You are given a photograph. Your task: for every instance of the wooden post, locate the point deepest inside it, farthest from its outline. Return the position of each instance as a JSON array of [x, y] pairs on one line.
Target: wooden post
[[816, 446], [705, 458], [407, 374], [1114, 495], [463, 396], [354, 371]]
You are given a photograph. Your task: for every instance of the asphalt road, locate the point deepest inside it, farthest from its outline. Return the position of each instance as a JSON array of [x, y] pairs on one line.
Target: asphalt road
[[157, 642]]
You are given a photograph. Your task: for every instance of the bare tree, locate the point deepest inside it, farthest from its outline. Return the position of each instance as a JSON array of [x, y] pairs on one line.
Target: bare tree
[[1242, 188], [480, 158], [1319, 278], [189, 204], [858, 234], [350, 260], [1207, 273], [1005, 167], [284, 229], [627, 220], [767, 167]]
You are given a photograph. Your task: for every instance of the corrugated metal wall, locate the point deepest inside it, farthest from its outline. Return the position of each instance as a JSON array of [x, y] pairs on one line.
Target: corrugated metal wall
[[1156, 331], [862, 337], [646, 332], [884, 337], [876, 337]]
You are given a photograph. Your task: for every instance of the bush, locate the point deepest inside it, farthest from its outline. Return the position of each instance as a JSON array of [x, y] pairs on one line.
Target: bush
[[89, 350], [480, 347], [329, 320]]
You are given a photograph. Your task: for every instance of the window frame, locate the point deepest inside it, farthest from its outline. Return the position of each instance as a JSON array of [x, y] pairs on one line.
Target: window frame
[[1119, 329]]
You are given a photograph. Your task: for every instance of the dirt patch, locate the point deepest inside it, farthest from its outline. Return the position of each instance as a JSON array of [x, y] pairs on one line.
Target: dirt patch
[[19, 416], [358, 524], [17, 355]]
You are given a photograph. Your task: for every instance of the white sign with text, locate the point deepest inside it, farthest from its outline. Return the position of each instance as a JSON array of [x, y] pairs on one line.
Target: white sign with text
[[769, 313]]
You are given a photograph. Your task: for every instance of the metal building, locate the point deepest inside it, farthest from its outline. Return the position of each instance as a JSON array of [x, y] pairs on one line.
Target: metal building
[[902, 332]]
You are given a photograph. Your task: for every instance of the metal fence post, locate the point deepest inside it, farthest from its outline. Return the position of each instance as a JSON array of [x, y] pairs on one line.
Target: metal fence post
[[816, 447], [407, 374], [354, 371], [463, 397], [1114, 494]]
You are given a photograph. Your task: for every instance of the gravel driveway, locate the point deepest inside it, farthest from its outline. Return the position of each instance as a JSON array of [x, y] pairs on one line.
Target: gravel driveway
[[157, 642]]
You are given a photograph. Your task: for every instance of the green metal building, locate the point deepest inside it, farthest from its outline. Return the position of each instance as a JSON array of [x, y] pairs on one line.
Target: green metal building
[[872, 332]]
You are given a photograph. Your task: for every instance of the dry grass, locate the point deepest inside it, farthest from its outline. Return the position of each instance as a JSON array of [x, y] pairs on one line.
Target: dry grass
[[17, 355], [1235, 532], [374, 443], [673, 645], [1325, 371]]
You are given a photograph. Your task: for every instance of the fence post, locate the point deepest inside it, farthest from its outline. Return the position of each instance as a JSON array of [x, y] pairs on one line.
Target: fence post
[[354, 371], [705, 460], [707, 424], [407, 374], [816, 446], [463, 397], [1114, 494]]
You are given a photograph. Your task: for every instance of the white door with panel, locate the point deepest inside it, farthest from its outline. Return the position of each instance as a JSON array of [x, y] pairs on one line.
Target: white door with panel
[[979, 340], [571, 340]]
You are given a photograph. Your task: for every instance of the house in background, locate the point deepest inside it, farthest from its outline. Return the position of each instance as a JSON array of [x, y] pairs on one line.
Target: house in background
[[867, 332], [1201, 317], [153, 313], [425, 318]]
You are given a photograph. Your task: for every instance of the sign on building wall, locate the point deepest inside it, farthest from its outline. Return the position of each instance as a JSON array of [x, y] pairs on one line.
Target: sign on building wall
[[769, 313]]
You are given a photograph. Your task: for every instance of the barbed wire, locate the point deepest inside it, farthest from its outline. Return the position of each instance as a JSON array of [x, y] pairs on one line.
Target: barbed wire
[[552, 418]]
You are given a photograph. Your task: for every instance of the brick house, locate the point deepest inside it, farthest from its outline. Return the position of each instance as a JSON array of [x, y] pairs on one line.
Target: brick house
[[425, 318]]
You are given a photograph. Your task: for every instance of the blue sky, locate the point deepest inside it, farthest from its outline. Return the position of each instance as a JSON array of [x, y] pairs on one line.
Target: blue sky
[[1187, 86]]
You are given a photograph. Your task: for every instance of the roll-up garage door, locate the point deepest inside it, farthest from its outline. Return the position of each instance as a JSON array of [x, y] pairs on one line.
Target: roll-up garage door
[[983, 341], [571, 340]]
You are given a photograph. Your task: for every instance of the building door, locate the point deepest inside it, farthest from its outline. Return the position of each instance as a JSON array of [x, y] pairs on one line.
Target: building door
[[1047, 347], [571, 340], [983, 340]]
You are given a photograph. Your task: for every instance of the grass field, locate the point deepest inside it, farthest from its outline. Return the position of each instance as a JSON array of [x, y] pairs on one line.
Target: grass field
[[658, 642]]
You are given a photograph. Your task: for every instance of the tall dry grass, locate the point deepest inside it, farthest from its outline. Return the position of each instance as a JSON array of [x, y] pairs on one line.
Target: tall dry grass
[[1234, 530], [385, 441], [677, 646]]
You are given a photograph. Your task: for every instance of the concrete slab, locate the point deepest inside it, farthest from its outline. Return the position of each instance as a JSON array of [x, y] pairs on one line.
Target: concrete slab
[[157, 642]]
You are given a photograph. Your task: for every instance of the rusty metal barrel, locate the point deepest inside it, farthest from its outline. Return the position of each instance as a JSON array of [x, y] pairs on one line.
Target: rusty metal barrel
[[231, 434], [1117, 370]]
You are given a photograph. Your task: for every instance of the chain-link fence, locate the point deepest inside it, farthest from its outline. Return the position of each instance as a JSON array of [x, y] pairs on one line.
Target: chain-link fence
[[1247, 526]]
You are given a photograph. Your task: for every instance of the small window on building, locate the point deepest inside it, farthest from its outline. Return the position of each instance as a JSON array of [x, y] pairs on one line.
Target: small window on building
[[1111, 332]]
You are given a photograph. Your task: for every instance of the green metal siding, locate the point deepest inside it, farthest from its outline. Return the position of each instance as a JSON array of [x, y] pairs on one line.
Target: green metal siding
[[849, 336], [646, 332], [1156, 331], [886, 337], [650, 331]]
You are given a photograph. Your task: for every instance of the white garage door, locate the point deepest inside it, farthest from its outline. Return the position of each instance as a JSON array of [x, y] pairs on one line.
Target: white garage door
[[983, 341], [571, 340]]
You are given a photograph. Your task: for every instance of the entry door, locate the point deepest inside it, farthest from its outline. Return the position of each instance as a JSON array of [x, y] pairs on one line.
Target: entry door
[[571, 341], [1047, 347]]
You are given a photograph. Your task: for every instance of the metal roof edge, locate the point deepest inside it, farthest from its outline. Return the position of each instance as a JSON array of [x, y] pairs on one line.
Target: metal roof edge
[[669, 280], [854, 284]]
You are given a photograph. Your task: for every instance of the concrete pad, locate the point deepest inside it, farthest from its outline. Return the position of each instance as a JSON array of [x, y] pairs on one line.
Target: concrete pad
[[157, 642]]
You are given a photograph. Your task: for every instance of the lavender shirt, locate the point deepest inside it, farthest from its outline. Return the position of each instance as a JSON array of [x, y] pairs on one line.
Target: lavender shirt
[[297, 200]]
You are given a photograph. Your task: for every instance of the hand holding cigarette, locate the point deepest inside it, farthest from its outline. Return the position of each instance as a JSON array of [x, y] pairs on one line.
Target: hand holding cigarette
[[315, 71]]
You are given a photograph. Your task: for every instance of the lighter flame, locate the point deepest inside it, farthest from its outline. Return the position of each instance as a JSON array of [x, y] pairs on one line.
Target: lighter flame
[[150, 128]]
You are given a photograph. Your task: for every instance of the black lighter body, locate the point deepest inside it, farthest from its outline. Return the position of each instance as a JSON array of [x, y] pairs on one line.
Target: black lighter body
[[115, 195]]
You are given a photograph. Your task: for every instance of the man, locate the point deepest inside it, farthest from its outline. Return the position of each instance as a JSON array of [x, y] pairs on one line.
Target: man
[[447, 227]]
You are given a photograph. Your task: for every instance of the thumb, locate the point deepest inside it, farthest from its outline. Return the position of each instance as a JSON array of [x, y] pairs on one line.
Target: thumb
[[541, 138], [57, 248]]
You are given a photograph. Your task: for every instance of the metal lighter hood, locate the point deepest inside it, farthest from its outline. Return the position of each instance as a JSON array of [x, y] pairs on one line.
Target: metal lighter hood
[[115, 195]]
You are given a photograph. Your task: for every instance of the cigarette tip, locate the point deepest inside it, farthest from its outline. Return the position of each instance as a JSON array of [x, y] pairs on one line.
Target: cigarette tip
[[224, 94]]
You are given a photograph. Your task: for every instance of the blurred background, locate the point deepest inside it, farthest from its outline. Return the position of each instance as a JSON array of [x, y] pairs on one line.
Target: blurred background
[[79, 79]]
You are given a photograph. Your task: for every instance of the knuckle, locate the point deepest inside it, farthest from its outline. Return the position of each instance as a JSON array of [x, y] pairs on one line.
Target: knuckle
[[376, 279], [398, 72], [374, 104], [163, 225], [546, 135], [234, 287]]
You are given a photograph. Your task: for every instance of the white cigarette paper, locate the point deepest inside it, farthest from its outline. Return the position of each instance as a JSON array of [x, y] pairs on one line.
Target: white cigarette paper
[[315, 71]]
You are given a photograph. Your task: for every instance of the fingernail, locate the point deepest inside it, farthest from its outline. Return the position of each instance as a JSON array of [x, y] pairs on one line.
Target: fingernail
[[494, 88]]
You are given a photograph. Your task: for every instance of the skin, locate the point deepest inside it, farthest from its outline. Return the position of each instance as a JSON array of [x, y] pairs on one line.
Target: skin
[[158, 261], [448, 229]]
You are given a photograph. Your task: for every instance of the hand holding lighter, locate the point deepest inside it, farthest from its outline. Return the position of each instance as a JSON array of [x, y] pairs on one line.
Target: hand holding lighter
───
**Exercise**
Exactly as written, repeat the lines from the start of the listing through the line containing "the bush, locate", both included.

**Written solution**
You are given a photograph. Your task: for every instance of the wooden post, locate the point deepest inside it, farthest from its outline. Return the position of each instance as a JSON array of [x, y] pairs on one line.
Target: wooden post
[[816, 446], [705, 458], [407, 374], [1114, 495], [463, 396], [354, 371]]
You are given a photograph. Your task: for every instance of the asphalt road, locate the point deepest inside it, farthest from its outline. Return the position of each instance as a JSON array of [x, y] pairs on one line.
Target: asphalt road
[[157, 642]]
You are given a photograph. Your task: for every instance of the bare tree, locate the point deepest inside it, farthest from its outline. Return the position of each instance as a JSON array of [x, y] pairs on one line.
Target: bare tree
[[1242, 188], [480, 158], [1319, 278], [189, 204], [858, 234], [350, 260], [1207, 273], [1005, 167], [284, 229], [627, 220], [767, 167]]
You are given a photograph. Your task: for every instance of the corrugated metal wall, locate the point deepest inside it, farthest from its outline. Return the position of each instance as a JSON array of [x, y] pairs on one line.
Target: corrugated metal wall
[[1156, 331], [862, 337], [646, 332], [884, 337], [876, 337]]
You are given a photograph. Your task: for every instance of the bush, locate the point deepest inside it, farthest from its outline. Return the position of each instance as a JSON array of [x, y] pairs on one line.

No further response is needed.